_REQUIREMENT_:
Each line below must be reproduced exactly.

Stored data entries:
--------

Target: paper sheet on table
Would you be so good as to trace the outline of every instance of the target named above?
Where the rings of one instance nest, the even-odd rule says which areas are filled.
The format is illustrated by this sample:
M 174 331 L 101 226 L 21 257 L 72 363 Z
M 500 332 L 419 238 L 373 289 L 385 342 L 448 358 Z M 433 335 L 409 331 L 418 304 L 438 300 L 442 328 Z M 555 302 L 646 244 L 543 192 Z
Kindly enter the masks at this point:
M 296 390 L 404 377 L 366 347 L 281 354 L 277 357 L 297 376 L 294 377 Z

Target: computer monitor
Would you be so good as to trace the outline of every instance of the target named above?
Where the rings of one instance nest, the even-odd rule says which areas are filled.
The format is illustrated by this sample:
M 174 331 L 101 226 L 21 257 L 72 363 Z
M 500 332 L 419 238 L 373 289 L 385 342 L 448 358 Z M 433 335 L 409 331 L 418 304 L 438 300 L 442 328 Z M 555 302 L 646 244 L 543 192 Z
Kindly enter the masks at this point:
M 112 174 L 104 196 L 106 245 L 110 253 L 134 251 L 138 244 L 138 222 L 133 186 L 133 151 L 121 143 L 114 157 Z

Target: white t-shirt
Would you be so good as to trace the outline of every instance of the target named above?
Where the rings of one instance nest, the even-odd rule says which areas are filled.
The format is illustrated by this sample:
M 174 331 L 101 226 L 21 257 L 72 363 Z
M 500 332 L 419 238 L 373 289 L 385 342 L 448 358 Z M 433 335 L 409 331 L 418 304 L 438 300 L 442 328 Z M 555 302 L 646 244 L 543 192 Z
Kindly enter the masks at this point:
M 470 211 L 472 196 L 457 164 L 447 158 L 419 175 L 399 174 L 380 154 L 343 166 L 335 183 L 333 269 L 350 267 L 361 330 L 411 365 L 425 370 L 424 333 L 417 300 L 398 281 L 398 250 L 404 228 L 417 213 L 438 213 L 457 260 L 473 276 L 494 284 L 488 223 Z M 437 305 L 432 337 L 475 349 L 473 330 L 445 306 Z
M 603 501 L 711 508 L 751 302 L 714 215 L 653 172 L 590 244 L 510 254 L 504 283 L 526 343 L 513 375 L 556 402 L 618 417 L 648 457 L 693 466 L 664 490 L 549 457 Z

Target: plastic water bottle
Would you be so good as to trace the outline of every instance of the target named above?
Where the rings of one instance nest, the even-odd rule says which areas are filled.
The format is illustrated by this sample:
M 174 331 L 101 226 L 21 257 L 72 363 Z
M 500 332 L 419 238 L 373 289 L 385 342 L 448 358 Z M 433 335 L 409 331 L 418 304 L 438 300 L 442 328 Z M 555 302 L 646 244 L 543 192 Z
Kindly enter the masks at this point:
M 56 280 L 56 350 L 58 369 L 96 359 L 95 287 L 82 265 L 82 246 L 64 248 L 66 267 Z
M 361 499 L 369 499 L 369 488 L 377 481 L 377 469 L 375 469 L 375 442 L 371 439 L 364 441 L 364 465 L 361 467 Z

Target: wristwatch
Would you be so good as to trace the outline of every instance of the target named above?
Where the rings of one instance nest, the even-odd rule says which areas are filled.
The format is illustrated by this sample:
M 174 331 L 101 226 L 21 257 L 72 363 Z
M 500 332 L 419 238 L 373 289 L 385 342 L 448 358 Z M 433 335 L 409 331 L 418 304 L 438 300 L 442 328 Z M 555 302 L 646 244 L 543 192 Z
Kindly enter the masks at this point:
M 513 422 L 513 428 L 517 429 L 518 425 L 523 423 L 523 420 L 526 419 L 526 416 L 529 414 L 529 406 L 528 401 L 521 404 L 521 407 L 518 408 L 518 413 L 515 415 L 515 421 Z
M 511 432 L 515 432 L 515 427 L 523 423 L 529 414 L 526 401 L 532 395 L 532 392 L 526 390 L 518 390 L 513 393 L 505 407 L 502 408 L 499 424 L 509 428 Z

--------

_RESULT OF THE TASK_:
Target: paper sheet on table
Would you be so good as to trace the outline of every instance of the target named above?
Where the rings of one instance nest, the even-odd rule says which areas are filled.
The format is illustrated by this sample:
M 174 331 L 101 226 L 21 257 L 72 363 Z
M 500 332 L 419 238 L 373 289 L 385 342 L 448 358 Z M 433 335 L 409 331 L 418 304 L 438 300 L 442 328 Z M 555 302 L 646 244 L 543 192 Z
Kindly enter the masks at this point:
M 296 390 L 404 377 L 366 347 L 281 354 L 277 357 L 297 376 L 294 377 Z

Target: computer monitor
Would you be so good as to trace the outline of every instance of the target named above?
Where the rings of one instance nest, the even-odd rule says which areas are filled.
The format is illustrated by this sample:
M 174 331 L 101 226 L 21 257 L 72 363 Z
M 500 332 L 419 238 L 373 289 L 385 342 L 448 358 Z M 433 335 L 409 331 L 418 304 L 438 300 L 442 328 Z M 555 302 L 646 244 L 543 192 Z
Kindly enter the masks at this point:
M 112 174 L 104 196 L 106 245 L 110 253 L 134 251 L 138 244 L 138 222 L 133 186 L 133 151 L 121 143 L 114 157 Z

Target: white t-shirt
Would you be so good as to trace the outline of every instance of the target named above?
Where the rings of one instance nest, the even-odd rule says which areas are filled.
The format is illustrated by this sample:
M 174 331 L 101 226 L 21 257 L 72 363 Z
M 500 332 L 419 238 L 373 289 L 385 342 L 448 358 Z M 433 335 L 409 331 L 418 304 L 438 300 L 442 328 Z M 555 302 L 646 244 L 543 192 Z
Kindly enter the masks at this point:
M 470 211 L 472 196 L 457 164 L 447 158 L 419 175 L 399 174 L 380 154 L 343 166 L 335 183 L 333 269 L 350 267 L 361 330 L 411 365 L 425 370 L 424 333 L 417 300 L 398 281 L 398 250 L 404 228 L 417 213 L 438 213 L 457 260 L 473 276 L 494 284 L 488 223 Z M 437 305 L 432 337 L 475 349 L 473 330 L 445 306 Z
M 603 501 L 711 508 L 751 302 L 714 215 L 653 172 L 590 244 L 510 254 L 504 283 L 526 343 L 513 375 L 556 402 L 618 417 L 648 457 L 693 466 L 664 490 L 549 457 Z

Target: plastic water bottle
Would you be so good as to trace the outline of every instance of the target named above?
Where the rings of one instance nest, the even-odd rule says which areas are filled.
The format is illustrated by this sample:
M 174 331 L 101 226 L 21 257 L 72 363 Z
M 500 332 L 419 238 L 373 289 L 385 342 L 448 358 Z M 433 335 L 409 331 L 418 304 L 438 300 L 442 328 Z M 555 302 L 646 244 L 543 192 Z
Kindly enter the masks at this point:
M 56 280 L 56 350 L 58 369 L 96 359 L 95 287 L 82 265 L 82 246 L 64 248 L 66 267 Z
M 361 499 L 369 499 L 369 488 L 377 481 L 377 469 L 375 469 L 375 442 L 371 439 L 364 441 L 364 465 L 361 467 Z

Target: wristwatch
Would you be so good as to trace the outline of every instance of the target named above?
Where the rings of one instance nest, the even-odd rule says which areas are filled.
The format is illustrated by this sample:
M 174 331 L 101 226 L 21 257 L 72 363 Z
M 500 332 L 419 238 L 373 289 L 385 342 L 448 358 Z M 433 335 L 409 331 L 418 304 L 438 300 L 442 328 Z M 555 302 L 646 244 L 543 192 Z
Kindly enter the masks at this point:
M 513 422 L 513 428 L 517 429 L 518 425 L 523 423 L 523 420 L 526 419 L 526 416 L 529 414 L 529 406 L 528 401 L 521 404 L 521 407 L 518 408 L 518 413 L 515 415 L 515 421 Z
M 511 432 L 515 432 L 515 427 L 523 423 L 529 414 L 526 401 L 532 395 L 532 392 L 526 390 L 518 390 L 513 393 L 505 407 L 502 408 L 499 424 L 509 428 Z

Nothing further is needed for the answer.